- _Given problem_: Exactly as given, repeat all of the entries.

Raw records
^^^^

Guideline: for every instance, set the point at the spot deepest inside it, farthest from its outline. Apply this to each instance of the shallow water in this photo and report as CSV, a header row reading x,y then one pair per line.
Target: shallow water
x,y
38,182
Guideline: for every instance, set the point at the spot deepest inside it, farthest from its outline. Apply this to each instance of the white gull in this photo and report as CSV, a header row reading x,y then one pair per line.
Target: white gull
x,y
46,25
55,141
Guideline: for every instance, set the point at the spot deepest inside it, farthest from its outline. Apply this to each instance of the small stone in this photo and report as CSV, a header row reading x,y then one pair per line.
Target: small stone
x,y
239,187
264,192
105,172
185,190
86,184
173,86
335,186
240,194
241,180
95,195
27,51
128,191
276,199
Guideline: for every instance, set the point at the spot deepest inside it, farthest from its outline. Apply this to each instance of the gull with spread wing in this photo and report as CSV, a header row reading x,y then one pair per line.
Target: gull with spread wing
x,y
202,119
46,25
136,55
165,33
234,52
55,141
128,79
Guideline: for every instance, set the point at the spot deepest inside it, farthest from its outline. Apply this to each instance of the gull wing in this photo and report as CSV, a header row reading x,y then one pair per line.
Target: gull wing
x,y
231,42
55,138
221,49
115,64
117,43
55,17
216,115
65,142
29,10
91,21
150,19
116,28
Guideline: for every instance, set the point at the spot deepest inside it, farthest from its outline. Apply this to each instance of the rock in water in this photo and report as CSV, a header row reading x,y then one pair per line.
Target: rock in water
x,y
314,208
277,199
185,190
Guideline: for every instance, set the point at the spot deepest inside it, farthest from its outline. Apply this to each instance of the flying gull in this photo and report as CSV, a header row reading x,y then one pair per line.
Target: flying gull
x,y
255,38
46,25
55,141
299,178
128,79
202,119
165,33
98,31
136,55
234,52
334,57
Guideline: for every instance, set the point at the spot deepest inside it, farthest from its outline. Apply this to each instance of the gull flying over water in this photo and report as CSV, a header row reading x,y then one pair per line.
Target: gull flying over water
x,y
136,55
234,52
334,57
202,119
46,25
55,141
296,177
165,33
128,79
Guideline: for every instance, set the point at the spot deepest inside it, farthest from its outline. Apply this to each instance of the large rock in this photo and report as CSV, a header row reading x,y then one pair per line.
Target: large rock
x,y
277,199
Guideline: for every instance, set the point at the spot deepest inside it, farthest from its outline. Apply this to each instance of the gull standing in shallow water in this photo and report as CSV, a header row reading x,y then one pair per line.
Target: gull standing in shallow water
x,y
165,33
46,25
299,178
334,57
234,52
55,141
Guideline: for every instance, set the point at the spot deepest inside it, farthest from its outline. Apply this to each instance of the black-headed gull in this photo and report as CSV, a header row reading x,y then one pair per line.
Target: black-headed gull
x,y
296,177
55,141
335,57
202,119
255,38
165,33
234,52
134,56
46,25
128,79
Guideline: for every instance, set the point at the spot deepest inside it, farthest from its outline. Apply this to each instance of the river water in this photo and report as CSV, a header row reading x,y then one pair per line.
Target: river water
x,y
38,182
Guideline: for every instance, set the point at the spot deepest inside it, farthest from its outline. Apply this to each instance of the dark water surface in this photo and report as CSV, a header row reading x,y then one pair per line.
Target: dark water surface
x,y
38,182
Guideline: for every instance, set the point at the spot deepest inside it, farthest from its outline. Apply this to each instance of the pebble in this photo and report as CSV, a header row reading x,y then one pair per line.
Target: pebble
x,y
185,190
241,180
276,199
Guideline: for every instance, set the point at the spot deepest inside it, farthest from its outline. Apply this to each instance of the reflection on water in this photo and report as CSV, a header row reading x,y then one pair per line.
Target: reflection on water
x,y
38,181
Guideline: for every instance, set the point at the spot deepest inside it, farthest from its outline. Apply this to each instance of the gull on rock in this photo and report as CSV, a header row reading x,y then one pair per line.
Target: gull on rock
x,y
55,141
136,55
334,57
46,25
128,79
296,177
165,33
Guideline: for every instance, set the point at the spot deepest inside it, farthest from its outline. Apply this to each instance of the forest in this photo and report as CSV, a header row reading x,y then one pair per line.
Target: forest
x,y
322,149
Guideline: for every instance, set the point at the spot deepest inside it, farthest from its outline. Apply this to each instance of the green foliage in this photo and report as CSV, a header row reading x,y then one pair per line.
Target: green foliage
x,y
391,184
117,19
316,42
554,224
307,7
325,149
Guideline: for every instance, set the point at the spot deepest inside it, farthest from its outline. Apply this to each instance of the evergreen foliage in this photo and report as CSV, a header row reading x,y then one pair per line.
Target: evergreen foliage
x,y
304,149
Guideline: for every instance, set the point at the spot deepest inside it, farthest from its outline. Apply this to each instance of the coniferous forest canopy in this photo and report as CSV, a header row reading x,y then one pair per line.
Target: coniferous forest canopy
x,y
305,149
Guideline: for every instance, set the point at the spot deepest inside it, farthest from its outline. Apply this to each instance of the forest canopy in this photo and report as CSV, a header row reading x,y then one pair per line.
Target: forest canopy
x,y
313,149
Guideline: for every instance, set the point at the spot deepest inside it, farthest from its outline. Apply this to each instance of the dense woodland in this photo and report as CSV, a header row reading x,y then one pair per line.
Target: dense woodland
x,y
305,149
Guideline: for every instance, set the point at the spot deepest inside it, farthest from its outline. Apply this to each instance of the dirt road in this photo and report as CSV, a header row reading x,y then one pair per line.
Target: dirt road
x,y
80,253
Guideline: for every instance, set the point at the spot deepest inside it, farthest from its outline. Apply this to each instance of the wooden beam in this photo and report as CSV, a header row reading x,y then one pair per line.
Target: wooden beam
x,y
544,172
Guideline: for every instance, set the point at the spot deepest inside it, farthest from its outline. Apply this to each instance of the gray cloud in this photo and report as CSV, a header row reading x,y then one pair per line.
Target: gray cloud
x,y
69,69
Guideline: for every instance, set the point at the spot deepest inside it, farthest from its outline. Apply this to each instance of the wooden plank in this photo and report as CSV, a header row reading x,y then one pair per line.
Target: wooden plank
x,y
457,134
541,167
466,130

^^^^

- _Answer to this exercise_:
Guideline: for every instance, set the point at the spot deepest inside it, farthest from its outline. Apply this to each instance of the shallow water in this photo and report as CSV, a header row reading x,y then one pair per line.
Target: shallow water
x,y
38,182
Guideline: for every instance, set the point at the spot deepest inside it, farthest from its outline. Apply this to each instance of the white gull in this photo and report as CSV, a header row reading x,y then one pair per line.
Target: white gull
x,y
46,25
55,141
Guideline: for every instance, set the point at the spot deepest inside it, farthest from its outline. Apply this to each instance of the small stone in this photo and report as CSV, a header row reading x,y then one pair per line.
Target: small stone
x,y
239,187
264,192
105,172
185,190
86,184
173,86
335,186
240,194
241,180
95,195
27,51
128,191
276,199
Guideline: for every instance, set the point at the spot deepest inside it, farthest from its outline. Apply this to each instance of the gull with spread wing in this photo and report as CSV, a header row reading x,y then one pair per line.
Target: gull with spread wing
x,y
202,119
46,25
136,55
165,33
234,52
55,141
128,79
Guideline: for every instance, set the point at the spot deepest inside it, farthest from its outline. Apply this to each instance of the gull wing in this photo and report as CSV, a header row reading x,y then one pair per line.
Target: gull wing
x,y
231,42
55,138
221,49
115,64
117,43
55,17
216,115
65,142
29,10
91,21
150,19
116,28
Guideline: for every instance, set the point at the spot deepest inside it, farthest from its outline. Apply this to each instance of the rock in water in this photo and report as CSV, a header row reading x,y then one pair per line.
Target: rock in water
x,y
314,208
277,199
185,190
Guideline: for every instance, set the point at the spot deepest inside it, farthest from its outline. Apply this to each instance of the flying gull in this photo and report as CSV, a header row reading x,y then one pair per line.
Target: flying gull
x,y
255,38
46,25
55,141
299,178
128,79
202,119
165,33
98,31
136,55
234,52
334,57
Guideline: for every instance, set the point at the spot deepest inside it, farthest from its outline. Apply this to each instance of the gull flying over water in this photo and report as CSV, a header row reading x,y then one pair per line.
Target: gull flying over water
x,y
136,55
234,52
334,57
202,119
46,25
55,141
296,177
165,33
128,79
Guideline: for every instance, set the point at the spot deepest inside it, farthest from its outline. Apply this to each instance of the large rock in this photo and report as CSV, a header row reading x,y then one pair per line.
Target: large rock
x,y
277,199
Guideline: for every instance, set the point at the spot deepest inside it, farthest from its outline. Apply this to each instance of the gull standing in shallow water in this photo and report as CSV, a header row reading x,y then one pair per line.
Target: gull standing in shallow water
x,y
165,33
46,25
299,178
334,57
234,52
55,141
Guideline: for every instance, set the point at the spot deepest inside it, farthest from its outline. Apply this to each instance of the black-headed gull in this photo and report as CSV, a header row reading x,y then one pair per line.
Target: black-headed gull
x,y
296,177
55,141
335,57
202,119
255,38
165,33
234,52
134,56
46,25
128,79
Guideline: for every instance, set the point at the spot deepest inside it, farthest from its outline. Apply this to each instance of the river water in this photo and report as CSV, a header row reading x,y then one pair per line.
Target: river water
x,y
38,182
Guideline: for every instance, set the point at the spot deepest inside it, farthest from its outline. Apply this to each instance of the dark water surface in this photo and report as CSV, a header row reading x,y then one pair per line.
Target: dark water surface
x,y
38,182
Guideline: for every instance, set the point at the spot deepest inside it, farthest from its outline. Apply this to each instance of the pebble in this photo and report as CSV, a header row reading x,y then one pair per line.
Target: pebble
x,y
185,190
241,180
276,199
Guideline: for every instance, set the point at the spot deepest inside it, farthest from its outline. Apply this to each instance of the reflection on water in this photo and report as CSV, a header row reading x,y then one pair per line.
Target: reflection on water
x,y
38,181
Guideline: for every instance, set the point at the spot deepest inside it, farthest from its outline. Apply this to each instance of the gull on rock in this photo and report as CSV, a header row reading x,y then one pair per line.
Target: gull on rock
x,y
55,141
136,55
334,57
46,25
128,79
296,177
165,33
Guideline: for every instance, set the point at the spot deepest inside it, farthest from its outline. Apply this to each instance of the forest in this photo and report as CSV, a header row reading x,y then one pair per line.
Target: forest
x,y
322,149
Guideline: for every instance, set the point at the spot deepest inside it, farthest from its outline. Apply this to each instance of the green foliage in this photo and report as CSV, a header row reading x,y then one pair per line.
Target: green foliage
x,y
391,184
117,19
316,42
554,224
307,7
325,149
Guideline: for every instance, set the point at the spot deepest inside it, farthest from its outline. Apply this to each instance of the evergreen foliage in this photo and report as CSV, a header row reading x,y then one pair per line.
Target: evergreen foliage
x,y
304,149
Guideline: for every instance, set the point at the spot deepest inside it, farthest from its outline. Apply this to each instance of the coniferous forest canopy in this photo and report as CSV, a header row reading x,y then one pair per line.
Target: coniferous forest canopy
x,y
305,149
Guideline: for every instance, set the point at the spot deepest inside it, farthest from its outline. Apply this to each instance of the forest canopy in this photo and report as CSV, a header row reading x,y then one pair per line.
Target: forest canopy
x,y
313,149
Guideline: for every instance, set the point at the spot deepest inside it, farthest from its outline. Apply this to each instance of the dense woodland in this photo and report as CSV, a header row reading x,y then one pair per line.
Target: dense woodland
x,y
305,149
Guideline: for every instance, set the point at the spot deepest inside it, farthest from its outline. Apply this to each instance of the dirt road in this photo and report as CSV, a header row reading x,y then one pair per line.
Target: dirt road
x,y
80,253
Guideline: for every instance, set the point at the spot deepest inside it, farthest from its outline. Apply this to each instance of the wooden beam in this photo and report as CSV, a header row reading x,y then one pair per line.
Target: wooden beam
x,y
544,172
Guideline: for every instance, set the point at the spot deepest inside it, farthest from its outline. Apply this to each instance of the gray cloud in this photo and report as CSV, a header row reading x,y then one pair per line.
Target: gray cloud
x,y
69,69
Guideline: for every instance, set the point at the spot deepest inside it, farthest from its outline. Apply this to each instance of the wooden plank in this photo and report as CSV, a header row reading x,y then one pair per line.
Target: wooden plank
x,y
457,134
541,167
466,130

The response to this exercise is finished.